*What is expected:* Pull every line containing "door" out of the listing below.

*Record extracts:*
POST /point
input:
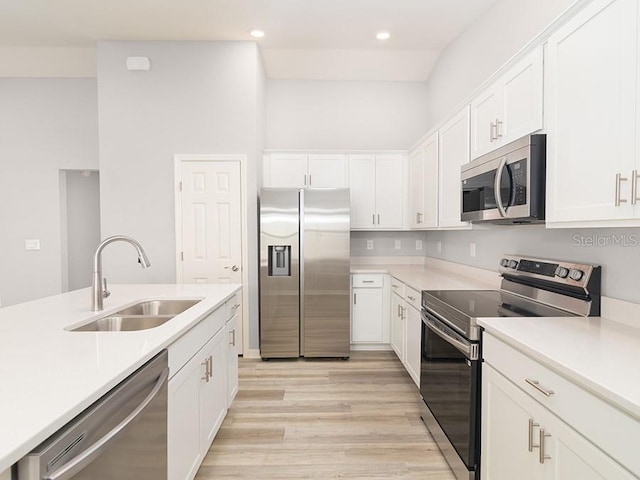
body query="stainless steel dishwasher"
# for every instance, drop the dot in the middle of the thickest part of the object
(121, 436)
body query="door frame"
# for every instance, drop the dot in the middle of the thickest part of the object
(215, 158)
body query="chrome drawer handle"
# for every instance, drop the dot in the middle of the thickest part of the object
(536, 384)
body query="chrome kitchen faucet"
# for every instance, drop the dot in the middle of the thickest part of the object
(99, 286)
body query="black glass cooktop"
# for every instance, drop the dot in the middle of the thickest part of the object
(462, 307)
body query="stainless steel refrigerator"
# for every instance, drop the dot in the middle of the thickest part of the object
(304, 272)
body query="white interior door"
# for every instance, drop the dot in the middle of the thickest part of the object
(211, 222)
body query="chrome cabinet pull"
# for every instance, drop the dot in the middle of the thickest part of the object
(206, 370)
(536, 384)
(634, 187)
(542, 456)
(530, 444)
(619, 180)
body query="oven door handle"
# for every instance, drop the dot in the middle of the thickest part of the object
(496, 187)
(469, 350)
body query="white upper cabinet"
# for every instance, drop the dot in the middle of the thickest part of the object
(423, 184)
(453, 139)
(510, 108)
(301, 170)
(591, 110)
(377, 191)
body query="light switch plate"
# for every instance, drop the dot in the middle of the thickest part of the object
(32, 244)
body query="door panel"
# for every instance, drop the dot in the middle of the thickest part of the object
(211, 228)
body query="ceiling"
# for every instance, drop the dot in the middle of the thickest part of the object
(305, 39)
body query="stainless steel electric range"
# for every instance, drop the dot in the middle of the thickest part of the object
(451, 347)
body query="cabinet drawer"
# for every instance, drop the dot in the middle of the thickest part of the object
(599, 421)
(397, 286)
(362, 280)
(186, 346)
(412, 296)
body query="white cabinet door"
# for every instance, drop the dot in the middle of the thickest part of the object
(423, 184)
(327, 170)
(286, 170)
(213, 392)
(367, 315)
(573, 456)
(506, 431)
(362, 181)
(183, 421)
(416, 187)
(233, 340)
(522, 88)
(454, 152)
(413, 323)
(590, 108)
(486, 110)
(389, 191)
(397, 326)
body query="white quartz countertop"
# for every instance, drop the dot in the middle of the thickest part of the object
(598, 354)
(48, 375)
(422, 277)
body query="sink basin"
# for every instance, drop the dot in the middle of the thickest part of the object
(158, 307)
(124, 323)
(140, 316)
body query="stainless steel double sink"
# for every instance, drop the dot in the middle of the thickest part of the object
(140, 316)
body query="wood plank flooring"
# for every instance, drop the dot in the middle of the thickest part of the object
(325, 419)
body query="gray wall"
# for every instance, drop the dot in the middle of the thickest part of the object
(83, 225)
(345, 115)
(617, 250)
(45, 125)
(483, 48)
(199, 97)
(384, 244)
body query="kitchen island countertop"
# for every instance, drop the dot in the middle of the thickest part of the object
(48, 374)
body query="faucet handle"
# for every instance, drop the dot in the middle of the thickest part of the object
(105, 292)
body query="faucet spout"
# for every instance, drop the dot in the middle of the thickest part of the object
(98, 289)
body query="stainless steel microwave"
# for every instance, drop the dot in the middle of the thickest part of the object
(506, 185)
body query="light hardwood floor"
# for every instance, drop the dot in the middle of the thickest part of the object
(325, 419)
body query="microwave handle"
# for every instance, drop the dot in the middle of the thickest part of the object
(496, 187)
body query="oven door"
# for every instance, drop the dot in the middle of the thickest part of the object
(450, 387)
(497, 189)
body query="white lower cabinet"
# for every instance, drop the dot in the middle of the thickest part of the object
(203, 380)
(406, 327)
(369, 323)
(565, 435)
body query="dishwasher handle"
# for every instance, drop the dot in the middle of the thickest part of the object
(69, 469)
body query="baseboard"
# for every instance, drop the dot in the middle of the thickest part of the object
(370, 347)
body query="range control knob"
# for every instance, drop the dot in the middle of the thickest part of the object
(575, 274)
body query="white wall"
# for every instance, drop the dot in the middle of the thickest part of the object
(45, 125)
(199, 97)
(82, 225)
(345, 115)
(483, 48)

*Solution to the exercise:*
body query="door frame"
body query="white interior door"
body query="oven door handle"
body query="door panel"
body query="white cabinet door"
body query="oven door"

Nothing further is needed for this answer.